§ Excerpt provided:
····················
U.S. equity futures pointed to further gains ahead of the open in New York.

The rally in global equities pushed on, with European stocks following Asian markets higher Monday after last week’s rise.

The stock rally showed zero signs of letting up in the year’s first week, with the Dow up 0.9%, and now setting its sights on 26K. The S&P 500 rose 0.7% and the Nasdaq 0.8%. All three indices closed at new records in all four sessions of 2018. For the week, the Dow gained 1.4%, the S&P 500 2.5%, and the Nasdaq 3.4%.

The Stoxx Europe 600 index was up by around 0.5% at around midday in London. Auto stocks were particularly strong, with the autos & parts sector of the Stoxx 600 rising by 1%.

The start of 2018 is being welcomed by a stock market rally, continuing on exceptional fundamentals: Growth is continuing to be revised higher, even as core #inflation forecasts revised lower. Asian shares (Japan closed) crept toward all-time peaks after Wall St boasted its best start to a year in over a decade.


Eurozone Business Climate Highest Since 1985 

The Eurozone’s business climate indicator rose to 1.66 in December from 1.49 in November, beating market expectations of 1.5. It was the highest reading since the series began in 1985, as managers’ appraisals of overall order books, stocks of finished products and both past and future production improved.

Euro Area Business Climate Indicator


And Eurozone Economic Sentiment Rises to Over 17-Year High
The Eurozone’s economic sentiment index rose to 116 in December 2017 from 114.6 in the previous month and easily beating market expectations of 114.8. It was the highest level since October 2000, as sentiment improved among manufacturers (9.1 from 8.1 in November), service providers (18.4 from 16.4), consumers (0.5 from 0.0), retailers (6.2 from 4.3) and constructors (2.7 from 1.5).


Markets at a glance:



Apart from the data being fueled to the markets which then are the signals that risky assets are yielding and so supported by the good news and in Europe by the ECB, too much money – or at least money that do not want to miss the rally-  as we say, too much money chasing too few assets. Hence  financial assets are costing more and returning less.

Central banks are still holding massive amounts of the bond market (and the ECB’s case, still buying more.) And what are corporates doing with the vast amounts of new debt they are raising, and the cash they can now repatriate back into the US? They are buying back stock! The result is predictable – stocks and bond prices are rising.

Where all this may stop? Inflation may be? A number of bond investors say that. However, inflation has proved curiously shy in the wake of QE. While economies are growing, pay packets are not.
····················
Reproduce word for word the part of the market commentary above from "The Eurozone’s business" to "future production improved.".

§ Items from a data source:
····················
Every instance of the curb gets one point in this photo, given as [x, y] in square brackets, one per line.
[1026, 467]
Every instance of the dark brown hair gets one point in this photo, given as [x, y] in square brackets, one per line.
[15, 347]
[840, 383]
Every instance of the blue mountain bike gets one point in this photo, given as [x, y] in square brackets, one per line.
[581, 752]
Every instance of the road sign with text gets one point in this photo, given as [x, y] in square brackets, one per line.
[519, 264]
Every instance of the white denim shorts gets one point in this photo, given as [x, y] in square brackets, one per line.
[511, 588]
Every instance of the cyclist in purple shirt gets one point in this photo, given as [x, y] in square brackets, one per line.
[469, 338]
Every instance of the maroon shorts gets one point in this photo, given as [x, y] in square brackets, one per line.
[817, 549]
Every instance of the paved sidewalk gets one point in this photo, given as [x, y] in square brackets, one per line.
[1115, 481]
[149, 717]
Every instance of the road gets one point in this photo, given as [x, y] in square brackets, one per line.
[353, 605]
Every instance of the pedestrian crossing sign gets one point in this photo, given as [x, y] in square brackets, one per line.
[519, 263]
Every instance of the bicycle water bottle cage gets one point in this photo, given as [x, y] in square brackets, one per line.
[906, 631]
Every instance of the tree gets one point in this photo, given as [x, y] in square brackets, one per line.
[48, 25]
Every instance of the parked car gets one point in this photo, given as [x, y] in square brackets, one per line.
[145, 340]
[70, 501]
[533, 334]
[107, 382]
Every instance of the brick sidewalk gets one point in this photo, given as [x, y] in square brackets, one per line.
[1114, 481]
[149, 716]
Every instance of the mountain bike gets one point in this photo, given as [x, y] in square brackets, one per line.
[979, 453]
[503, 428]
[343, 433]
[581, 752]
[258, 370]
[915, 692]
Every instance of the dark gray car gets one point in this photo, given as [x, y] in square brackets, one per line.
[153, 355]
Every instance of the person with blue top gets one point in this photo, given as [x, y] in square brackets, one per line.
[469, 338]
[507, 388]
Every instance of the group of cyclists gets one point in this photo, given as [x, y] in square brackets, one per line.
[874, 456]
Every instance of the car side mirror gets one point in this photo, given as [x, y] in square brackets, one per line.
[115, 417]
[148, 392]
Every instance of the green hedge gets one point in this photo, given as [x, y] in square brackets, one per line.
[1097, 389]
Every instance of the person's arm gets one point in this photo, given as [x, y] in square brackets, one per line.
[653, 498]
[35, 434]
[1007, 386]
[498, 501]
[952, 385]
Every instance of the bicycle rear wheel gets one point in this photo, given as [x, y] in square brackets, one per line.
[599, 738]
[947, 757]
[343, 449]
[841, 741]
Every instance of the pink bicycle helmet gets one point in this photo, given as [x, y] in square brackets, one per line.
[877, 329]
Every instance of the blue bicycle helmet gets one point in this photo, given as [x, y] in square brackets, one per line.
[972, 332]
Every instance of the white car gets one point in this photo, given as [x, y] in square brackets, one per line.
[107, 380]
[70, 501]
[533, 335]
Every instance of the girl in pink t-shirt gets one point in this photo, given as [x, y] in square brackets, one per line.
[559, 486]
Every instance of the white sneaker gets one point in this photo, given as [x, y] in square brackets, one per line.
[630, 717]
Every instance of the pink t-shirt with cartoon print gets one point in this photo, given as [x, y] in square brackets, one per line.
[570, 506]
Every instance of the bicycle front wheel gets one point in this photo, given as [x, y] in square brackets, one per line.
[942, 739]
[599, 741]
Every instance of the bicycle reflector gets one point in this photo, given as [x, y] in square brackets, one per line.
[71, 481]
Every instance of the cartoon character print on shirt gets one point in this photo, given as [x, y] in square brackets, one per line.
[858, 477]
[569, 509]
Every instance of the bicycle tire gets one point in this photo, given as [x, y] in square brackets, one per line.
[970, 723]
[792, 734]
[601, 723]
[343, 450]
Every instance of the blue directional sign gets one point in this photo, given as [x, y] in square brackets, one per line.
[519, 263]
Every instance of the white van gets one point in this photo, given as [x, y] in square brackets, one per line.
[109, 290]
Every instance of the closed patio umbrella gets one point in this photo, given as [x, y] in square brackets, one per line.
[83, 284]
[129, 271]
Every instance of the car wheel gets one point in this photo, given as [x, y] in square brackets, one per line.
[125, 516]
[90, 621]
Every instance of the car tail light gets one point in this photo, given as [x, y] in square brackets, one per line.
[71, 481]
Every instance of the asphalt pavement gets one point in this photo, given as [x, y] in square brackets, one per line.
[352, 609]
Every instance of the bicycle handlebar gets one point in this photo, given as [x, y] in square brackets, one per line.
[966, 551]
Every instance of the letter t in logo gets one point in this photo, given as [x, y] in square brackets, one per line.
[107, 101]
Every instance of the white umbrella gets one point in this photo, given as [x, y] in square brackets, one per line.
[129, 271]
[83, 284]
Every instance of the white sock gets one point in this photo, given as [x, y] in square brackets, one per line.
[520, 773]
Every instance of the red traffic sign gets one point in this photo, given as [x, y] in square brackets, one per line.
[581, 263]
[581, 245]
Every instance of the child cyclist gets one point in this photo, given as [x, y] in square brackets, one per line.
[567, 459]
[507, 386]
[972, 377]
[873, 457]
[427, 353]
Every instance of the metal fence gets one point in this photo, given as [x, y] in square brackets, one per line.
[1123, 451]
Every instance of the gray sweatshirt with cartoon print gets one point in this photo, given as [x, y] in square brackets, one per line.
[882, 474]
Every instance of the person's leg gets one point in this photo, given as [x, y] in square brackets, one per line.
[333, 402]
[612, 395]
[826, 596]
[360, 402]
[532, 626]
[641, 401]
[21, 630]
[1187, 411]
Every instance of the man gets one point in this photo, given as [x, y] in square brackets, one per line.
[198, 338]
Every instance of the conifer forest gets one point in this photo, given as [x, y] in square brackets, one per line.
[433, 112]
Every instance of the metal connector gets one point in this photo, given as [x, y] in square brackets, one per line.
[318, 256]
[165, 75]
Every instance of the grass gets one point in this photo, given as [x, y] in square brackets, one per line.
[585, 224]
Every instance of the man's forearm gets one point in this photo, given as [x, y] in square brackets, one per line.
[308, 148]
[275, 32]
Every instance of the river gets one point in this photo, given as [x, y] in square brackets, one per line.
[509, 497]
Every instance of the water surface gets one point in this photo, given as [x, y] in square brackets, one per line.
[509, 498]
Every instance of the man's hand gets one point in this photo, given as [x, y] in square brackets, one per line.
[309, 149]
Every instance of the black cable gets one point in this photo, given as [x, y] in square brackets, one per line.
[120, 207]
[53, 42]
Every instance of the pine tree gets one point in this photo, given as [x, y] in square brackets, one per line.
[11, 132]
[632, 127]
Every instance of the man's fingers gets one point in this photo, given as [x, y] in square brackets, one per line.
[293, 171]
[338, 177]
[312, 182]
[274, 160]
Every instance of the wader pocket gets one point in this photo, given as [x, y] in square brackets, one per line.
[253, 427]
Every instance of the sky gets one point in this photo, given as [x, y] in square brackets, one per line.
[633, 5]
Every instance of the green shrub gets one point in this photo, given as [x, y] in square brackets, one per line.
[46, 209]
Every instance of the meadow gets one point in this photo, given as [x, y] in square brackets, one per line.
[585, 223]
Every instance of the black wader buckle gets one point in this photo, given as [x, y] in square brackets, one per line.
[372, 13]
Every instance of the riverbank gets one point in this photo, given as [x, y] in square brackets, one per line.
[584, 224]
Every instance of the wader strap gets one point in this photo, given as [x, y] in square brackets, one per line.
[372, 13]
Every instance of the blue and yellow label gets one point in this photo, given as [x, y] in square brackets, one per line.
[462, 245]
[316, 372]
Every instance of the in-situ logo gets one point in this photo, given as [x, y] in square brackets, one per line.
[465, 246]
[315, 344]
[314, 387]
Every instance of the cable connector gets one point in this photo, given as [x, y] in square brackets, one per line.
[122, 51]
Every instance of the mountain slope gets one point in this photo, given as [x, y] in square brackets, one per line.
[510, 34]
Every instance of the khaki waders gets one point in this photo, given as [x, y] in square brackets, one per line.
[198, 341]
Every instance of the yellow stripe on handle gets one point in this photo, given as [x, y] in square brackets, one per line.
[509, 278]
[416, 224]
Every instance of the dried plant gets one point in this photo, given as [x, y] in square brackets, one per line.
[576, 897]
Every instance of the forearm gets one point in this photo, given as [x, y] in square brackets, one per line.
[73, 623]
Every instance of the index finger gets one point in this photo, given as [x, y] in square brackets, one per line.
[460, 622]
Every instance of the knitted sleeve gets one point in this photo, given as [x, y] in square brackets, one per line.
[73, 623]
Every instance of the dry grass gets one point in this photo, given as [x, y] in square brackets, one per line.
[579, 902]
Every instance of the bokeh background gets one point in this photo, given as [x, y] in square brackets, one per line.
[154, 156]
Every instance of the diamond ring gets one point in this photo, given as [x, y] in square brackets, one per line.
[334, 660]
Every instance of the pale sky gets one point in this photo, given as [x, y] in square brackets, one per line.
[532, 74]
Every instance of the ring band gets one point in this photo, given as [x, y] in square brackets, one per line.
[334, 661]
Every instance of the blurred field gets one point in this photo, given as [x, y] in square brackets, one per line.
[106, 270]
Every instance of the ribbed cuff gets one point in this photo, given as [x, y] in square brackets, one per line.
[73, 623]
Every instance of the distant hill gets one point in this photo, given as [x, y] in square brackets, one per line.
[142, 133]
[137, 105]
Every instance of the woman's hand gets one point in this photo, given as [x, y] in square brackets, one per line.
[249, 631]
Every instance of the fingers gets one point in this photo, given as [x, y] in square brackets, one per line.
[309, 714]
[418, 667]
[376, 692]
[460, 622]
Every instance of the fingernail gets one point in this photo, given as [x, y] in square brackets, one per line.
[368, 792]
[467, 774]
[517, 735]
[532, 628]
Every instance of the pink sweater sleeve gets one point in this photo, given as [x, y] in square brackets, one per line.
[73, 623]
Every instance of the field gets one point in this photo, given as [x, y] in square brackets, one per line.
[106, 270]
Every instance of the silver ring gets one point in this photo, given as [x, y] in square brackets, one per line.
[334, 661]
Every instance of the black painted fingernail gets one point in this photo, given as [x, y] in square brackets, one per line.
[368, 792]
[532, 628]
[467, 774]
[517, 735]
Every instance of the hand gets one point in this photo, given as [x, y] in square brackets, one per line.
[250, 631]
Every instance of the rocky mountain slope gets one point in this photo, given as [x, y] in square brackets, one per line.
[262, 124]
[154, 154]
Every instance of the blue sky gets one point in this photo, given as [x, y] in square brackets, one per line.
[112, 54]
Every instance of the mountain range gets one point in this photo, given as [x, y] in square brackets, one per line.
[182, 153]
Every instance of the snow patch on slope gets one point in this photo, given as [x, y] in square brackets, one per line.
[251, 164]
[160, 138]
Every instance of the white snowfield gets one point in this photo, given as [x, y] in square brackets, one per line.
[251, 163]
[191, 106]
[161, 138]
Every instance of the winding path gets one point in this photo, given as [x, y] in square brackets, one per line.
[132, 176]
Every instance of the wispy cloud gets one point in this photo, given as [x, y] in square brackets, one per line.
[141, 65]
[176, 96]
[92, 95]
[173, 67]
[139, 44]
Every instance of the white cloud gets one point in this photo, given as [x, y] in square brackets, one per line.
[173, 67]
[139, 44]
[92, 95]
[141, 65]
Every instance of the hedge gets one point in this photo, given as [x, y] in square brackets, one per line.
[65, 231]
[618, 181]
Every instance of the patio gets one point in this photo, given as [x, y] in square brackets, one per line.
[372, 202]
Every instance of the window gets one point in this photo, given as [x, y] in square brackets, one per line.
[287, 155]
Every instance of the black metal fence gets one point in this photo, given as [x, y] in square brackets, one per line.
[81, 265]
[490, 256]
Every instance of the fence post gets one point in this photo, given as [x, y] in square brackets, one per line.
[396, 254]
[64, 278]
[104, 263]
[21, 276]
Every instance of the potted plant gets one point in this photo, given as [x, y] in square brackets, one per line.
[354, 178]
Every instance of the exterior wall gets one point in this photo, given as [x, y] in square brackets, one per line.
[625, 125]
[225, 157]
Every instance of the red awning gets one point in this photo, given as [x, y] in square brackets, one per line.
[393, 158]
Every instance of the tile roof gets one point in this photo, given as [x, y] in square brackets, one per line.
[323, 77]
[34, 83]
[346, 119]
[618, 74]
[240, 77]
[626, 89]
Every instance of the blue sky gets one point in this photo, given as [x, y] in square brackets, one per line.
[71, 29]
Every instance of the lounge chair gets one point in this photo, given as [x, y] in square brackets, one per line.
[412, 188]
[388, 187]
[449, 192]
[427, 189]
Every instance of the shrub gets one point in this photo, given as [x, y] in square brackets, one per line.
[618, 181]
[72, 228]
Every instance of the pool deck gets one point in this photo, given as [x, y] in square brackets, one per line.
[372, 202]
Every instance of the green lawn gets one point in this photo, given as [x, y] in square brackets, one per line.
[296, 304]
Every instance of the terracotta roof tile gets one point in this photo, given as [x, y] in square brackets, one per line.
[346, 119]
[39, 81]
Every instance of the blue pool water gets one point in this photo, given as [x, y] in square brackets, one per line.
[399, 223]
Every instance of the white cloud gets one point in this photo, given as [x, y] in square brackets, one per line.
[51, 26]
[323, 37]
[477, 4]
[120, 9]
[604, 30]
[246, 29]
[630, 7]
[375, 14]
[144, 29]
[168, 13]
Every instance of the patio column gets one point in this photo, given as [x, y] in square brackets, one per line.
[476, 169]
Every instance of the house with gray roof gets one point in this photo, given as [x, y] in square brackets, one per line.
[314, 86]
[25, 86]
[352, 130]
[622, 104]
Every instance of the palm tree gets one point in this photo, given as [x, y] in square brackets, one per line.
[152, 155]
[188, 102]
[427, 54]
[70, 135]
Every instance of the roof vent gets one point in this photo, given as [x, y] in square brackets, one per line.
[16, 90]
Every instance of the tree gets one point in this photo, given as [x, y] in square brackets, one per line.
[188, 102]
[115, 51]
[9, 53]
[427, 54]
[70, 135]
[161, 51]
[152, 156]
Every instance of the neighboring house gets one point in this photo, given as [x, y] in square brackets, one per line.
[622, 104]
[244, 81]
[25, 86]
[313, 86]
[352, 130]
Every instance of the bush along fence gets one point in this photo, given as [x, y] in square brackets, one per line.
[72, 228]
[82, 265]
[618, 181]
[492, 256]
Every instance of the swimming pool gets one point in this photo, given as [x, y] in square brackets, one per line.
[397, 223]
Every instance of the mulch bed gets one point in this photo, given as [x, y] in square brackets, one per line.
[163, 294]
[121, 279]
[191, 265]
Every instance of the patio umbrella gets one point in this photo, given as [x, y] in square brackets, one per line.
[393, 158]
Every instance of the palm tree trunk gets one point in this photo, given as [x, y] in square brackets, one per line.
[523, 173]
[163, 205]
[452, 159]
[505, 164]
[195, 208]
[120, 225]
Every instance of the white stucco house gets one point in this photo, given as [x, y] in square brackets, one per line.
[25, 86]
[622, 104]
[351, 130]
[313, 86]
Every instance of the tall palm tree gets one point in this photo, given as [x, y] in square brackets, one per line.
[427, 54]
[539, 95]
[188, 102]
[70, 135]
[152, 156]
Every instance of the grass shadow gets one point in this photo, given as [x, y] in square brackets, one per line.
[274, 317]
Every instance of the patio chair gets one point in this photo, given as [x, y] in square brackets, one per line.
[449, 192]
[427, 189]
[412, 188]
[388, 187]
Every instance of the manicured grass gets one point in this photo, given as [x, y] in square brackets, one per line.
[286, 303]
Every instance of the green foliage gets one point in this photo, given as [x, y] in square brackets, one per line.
····················
§ Solution:
The Eurozone’s business climate indicator rose to 1.66 in December from 1.49 in November, beating market expectations of 1.5. It was the highest reading since the series began in 1985, as managers’ appraisals of overall order books, stocks of finished products and both past and future production improved.